_GOAL OF THE EXERCISE_. Rewrite the material from its start through the line containing "[(147, 630), (114, 612), (31, 656), (125, 908), (239, 816)]", inclusive, as a two-column CSV with the headers input and output. Give one row for each text and its answer, with each value in a single quoted field and line breaks replaced by spaces.

_DATA SHOWN_.
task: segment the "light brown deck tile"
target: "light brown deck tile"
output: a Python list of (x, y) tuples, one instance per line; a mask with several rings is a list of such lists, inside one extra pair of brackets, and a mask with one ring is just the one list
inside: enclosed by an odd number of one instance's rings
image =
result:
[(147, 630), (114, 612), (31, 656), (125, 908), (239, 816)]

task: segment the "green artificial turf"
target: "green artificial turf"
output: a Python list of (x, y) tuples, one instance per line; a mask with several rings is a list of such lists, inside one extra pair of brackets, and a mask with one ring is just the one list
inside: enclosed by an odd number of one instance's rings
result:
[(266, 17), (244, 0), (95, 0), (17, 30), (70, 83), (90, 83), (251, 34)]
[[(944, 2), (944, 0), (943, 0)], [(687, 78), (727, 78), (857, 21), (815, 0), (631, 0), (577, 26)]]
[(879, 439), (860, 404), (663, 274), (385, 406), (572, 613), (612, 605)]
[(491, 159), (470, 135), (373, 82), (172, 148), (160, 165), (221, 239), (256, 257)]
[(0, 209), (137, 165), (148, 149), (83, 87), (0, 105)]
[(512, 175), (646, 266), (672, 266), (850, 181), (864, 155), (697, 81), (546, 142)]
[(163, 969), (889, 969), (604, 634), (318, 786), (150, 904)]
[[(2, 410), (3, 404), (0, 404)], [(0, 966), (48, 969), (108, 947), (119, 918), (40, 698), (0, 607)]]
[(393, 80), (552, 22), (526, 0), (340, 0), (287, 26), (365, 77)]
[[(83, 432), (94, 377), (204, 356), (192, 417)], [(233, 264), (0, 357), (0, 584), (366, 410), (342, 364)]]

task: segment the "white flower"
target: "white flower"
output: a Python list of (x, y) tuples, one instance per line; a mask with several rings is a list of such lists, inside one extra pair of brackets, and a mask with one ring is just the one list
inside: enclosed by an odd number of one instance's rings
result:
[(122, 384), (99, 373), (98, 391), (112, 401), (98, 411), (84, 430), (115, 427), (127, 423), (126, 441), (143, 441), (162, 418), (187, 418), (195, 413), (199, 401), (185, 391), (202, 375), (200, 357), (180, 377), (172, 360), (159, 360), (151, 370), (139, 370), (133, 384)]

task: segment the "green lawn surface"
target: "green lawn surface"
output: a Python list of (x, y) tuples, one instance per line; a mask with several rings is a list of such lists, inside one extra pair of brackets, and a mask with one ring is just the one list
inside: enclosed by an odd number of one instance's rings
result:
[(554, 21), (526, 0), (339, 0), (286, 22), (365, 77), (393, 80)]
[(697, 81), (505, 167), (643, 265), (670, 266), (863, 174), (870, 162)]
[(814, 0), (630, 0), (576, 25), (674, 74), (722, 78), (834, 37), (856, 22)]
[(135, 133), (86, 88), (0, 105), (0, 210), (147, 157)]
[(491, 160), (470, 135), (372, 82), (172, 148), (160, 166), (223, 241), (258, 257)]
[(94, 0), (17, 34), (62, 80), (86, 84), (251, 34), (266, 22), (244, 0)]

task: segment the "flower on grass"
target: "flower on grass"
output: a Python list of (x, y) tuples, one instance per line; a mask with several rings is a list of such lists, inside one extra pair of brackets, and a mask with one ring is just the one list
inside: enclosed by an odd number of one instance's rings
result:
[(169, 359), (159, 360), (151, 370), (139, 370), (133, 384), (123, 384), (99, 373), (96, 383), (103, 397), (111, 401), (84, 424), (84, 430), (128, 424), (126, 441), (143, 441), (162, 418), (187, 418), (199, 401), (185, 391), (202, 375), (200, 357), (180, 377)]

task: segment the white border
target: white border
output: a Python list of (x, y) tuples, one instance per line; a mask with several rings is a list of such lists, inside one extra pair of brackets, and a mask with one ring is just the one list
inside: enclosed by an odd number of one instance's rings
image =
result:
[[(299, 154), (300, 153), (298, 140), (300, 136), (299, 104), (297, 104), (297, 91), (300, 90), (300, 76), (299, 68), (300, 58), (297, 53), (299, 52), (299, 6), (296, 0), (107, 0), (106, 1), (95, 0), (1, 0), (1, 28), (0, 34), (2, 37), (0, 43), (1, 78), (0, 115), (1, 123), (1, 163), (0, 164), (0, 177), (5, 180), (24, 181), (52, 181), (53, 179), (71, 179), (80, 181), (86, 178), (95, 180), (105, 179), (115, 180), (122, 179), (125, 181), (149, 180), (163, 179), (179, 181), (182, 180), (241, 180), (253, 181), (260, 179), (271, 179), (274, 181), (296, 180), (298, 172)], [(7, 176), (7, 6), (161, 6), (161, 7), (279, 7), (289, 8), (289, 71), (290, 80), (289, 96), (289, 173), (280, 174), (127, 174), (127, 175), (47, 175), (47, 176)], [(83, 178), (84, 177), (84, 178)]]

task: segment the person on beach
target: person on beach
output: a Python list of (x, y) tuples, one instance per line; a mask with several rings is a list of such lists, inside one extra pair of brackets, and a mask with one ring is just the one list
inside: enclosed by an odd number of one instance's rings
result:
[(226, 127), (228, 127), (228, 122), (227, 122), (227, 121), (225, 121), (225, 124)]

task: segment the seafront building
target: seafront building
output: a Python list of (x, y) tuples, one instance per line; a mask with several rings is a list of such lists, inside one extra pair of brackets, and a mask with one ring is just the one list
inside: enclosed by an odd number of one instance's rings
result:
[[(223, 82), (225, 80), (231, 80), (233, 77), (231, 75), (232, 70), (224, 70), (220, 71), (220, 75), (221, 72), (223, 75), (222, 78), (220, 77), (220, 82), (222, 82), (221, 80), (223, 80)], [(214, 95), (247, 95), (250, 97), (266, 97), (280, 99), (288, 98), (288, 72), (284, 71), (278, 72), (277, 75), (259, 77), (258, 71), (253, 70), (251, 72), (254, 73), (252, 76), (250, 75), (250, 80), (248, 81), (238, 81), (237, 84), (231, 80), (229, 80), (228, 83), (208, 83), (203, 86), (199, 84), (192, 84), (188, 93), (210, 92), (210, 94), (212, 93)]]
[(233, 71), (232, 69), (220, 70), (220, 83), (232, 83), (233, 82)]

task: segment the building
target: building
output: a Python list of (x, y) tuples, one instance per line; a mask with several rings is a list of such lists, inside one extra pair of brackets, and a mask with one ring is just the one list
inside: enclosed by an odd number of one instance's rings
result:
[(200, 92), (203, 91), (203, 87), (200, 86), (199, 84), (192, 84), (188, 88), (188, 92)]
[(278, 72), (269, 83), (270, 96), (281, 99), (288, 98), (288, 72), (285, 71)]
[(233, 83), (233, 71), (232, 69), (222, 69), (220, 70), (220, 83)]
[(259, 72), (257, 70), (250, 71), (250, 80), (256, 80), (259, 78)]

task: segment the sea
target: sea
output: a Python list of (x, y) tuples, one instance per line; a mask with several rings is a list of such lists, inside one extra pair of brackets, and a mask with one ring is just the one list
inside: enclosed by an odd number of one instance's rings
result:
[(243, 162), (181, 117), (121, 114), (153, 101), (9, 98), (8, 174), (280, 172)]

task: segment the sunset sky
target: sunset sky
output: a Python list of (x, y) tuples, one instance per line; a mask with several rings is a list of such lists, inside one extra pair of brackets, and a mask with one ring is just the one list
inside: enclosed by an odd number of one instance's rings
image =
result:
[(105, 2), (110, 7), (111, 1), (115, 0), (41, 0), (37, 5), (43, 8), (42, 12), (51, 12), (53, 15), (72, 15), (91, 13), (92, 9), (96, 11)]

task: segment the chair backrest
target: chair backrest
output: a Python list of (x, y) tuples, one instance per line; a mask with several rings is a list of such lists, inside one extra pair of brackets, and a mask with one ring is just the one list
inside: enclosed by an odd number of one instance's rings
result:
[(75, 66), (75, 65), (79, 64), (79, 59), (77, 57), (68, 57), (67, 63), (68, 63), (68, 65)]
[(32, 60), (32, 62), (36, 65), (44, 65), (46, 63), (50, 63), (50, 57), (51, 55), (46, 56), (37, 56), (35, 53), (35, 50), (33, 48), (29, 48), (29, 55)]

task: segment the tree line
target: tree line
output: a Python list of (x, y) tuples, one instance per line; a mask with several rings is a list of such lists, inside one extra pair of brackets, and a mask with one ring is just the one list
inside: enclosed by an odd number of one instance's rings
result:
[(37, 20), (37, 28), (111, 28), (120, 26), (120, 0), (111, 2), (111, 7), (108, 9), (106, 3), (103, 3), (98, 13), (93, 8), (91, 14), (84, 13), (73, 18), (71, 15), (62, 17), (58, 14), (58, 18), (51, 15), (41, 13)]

_RESPONSE_.
input,output
"task: segment the ""light brown deck tile"" target: ""light brown deck tile"" output: a Python list of (x, y) tuples, one instance per line; a mask with several rings is a list of such lists, inside one extra pair of brackets, and a mask with one ring is just the one list inside: enclosed by an odd number of one instance's rings image = result:","[(147, 630), (114, 612), (31, 656), (125, 908), (239, 816)]"